OBIETTIVO A.
Riscrivi i record dalla riga che contiene "Each instance of the bread" fino alla fine dei record, rinominando "bread slice" in "toast" e lasciando tutto il resto invariato.

SEGMENTO DEL DOCUMENTO.
Un libro di Alessandro Zaccuri / Poco a me stesso: un'autobiografia alternativa

17 Maggio 2022

Tra le declinazioni della forma romanzesca si annovera da tempo la narrativa controfattuale, fondata sull’ipotesi che un cruciale evento storico – tipicamente, una guerra – abbia avuto esiti diversi da quelli realmente verificatisi. Esempio preclaro, La svastica sul sole di Philip K. Dick (The Man in the High Castle, 1963), ambientato alcuni anni dopo il presunto trionfo della Germania nazista e del Giappone sulle democrazie occidentali; ma non andranno dimenticati alcuni  casi italiani, come Contropassato prossimo di Guido Morselli (1969-70, uscito postumo nel 1975), che ribalta l’esito della Grande Guerra immaginando vincenti gli Imperi centrali, o Asse pigliatutto di Lucio Ceva (1973), imperniato sull’eventualità di un irriducibile isolazionismo da parte degli Stati Uniti. L’attrattiva che suscita il filone delle ucronie, del romanzo fantastorico o «allostorico», del «What if», dipende evidentemente dalla sensibilità o dalla curiosità anti-deterministica del lettore: alla base è la percezione del divenire come risultanza mai inevitabile e mai ovvia di un insieme impregiudicato di variabili. 

 

Ma cosa accade se la dimensione controfattuale si sposta dal campo lungo degli eventi collettivi, sfondo di una trama d’invenzione, al primo piano della biografia d’un personaggio famoso? Qualche decina d’anni fa, in Io venìa pien d’angoscia a rimirarti (1990), Michele Mari immaginò che gli incantati notturni lunari di Leopardi adombrassero un caso di licantropia. Alla figura di Leopardi si è ispirato più di recente anche Alessandro Zaccuri; ma la trama del romanzo Il signor figlio (Mondadori, 2007) comincia dove la vita del poeta nella realtà finisce, cioè nel 1837. Anziché morire di colera, qui Leopardi s’imbarca sotto falso nome per l’Inghilterra, dove il suo destino s’intreccia con quello di Kipling: dunque, più che la riscrittura fantastica di un’esistenza reale, si tratta di una giunta, un supplemento – un sequel. Nel suo ultimo libro – Poco a me stesso (Marsilio, pp. 234, € 16) – Zaccuri si dedica invece ad Alessandro Manzoni: o per dir meglio alla madre, Giulia Beccaria, còlta nelle ultime sue settimane di vita, cioè all’inizio dell’estate del 1841.

OBIETTIVO B.
Prosegui l'articolo sul libro Poco a me stesso di Alessandro Zaccuri dopo la sua ultima frase.

RECORD DI ORIGINE.

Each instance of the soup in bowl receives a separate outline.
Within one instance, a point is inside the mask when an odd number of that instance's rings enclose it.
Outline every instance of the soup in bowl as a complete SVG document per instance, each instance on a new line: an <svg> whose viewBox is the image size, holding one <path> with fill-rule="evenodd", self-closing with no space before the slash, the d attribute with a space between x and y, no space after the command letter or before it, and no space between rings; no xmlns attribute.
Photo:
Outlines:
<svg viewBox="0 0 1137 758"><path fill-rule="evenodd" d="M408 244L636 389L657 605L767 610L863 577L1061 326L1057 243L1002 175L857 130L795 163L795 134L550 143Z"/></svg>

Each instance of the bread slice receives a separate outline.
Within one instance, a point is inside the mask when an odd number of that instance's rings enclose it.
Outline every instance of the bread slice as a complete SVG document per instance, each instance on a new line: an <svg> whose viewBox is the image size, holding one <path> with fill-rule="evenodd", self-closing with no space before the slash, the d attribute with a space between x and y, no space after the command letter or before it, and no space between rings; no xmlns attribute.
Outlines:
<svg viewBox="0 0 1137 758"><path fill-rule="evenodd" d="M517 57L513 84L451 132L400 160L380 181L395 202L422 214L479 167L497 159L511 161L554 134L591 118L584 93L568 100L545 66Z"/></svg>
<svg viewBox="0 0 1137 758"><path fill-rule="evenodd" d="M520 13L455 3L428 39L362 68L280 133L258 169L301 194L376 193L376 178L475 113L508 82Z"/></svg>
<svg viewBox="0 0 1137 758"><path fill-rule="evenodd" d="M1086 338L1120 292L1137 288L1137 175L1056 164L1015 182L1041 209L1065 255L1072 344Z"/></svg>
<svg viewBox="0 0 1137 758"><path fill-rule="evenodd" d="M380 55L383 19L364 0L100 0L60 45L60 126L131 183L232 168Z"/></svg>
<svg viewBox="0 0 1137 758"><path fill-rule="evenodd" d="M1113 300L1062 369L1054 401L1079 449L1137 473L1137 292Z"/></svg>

RISULTATO A.
Each instance of the toast receives a separate outline.
Within one instance, a point is inside the mask when an odd number of that instance's rings enclose it.
Outline every instance of the toast as a complete SVG document per instance, each instance on a new line: an <svg> whose viewBox is the image size, holding one <path> with fill-rule="evenodd", self-closing with no space before the slash, the d attribute with a space between x and y, no space after the command letter or before it, and no space between rings; no xmlns attribute.
Outlines:
<svg viewBox="0 0 1137 758"><path fill-rule="evenodd" d="M517 57L513 84L451 132L400 160L380 181L395 202L422 214L479 167L497 159L511 161L554 134L591 118L584 93L568 100L545 66Z"/></svg>
<svg viewBox="0 0 1137 758"><path fill-rule="evenodd" d="M520 13L455 3L428 39L362 68L280 133L258 169L301 194L376 193L376 178L475 113L508 82Z"/></svg>
<svg viewBox="0 0 1137 758"><path fill-rule="evenodd" d="M1086 338L1120 292L1137 288L1137 175L1056 164L1015 182L1041 209L1065 255L1072 344Z"/></svg>
<svg viewBox="0 0 1137 758"><path fill-rule="evenodd" d="M380 55L383 19L364 0L100 0L60 45L60 126L131 183L232 168Z"/></svg>
<svg viewBox="0 0 1137 758"><path fill-rule="evenodd" d="M1113 300L1062 369L1054 401L1079 449L1137 473L1137 292Z"/></svg>

RISULTATO B.
 

L’idea di fondo – la «trovata» – è che l’inquieta figlia dell’autore dei Delitti e delle pene, anziché rassegnarsi a sposare il vecchio conte Pietro Manzoni, abbia a suo tempo consegnato il neonato frutto della relazione clandestina con Giovanni Verri alla ruota di un orfanotrofio. Al piccolo viene dato il nome di Evaristo Tirinnanzi. Gracile, introverso, solitario e nervoso, ma brillante negli studi, il trovatello viene poi accolto a casa Beccaria come contabile; e in tal veste fa la sua conoscenza il protagonista del romanzo, un viaggiatore francese che si presenta come il barone Jean-Louis Aurélien di Cerclefleury, discepolo devotissimo di Franz Anton Mesmer, discusso fautore della teoria del magnetismo animale. Giulia lo prende sotto la sua protezione e lo introduce nel suo salotto, dove egli riscuote immediato successo presso le dame, affascinate in pari misura dai racconti delle sue avventure, delle persecuzioni subite dal maestro, dall’esposizione delle mirabolanti teorie mesmeriche, nonché dalla prospettiva di trarre da queste ultime concreti benefici: il francese infatti, pur avendo l’aspetto e il vigore di un giovane, proclama di avere quasi settant’anni (una decina appena meno della sua ospite).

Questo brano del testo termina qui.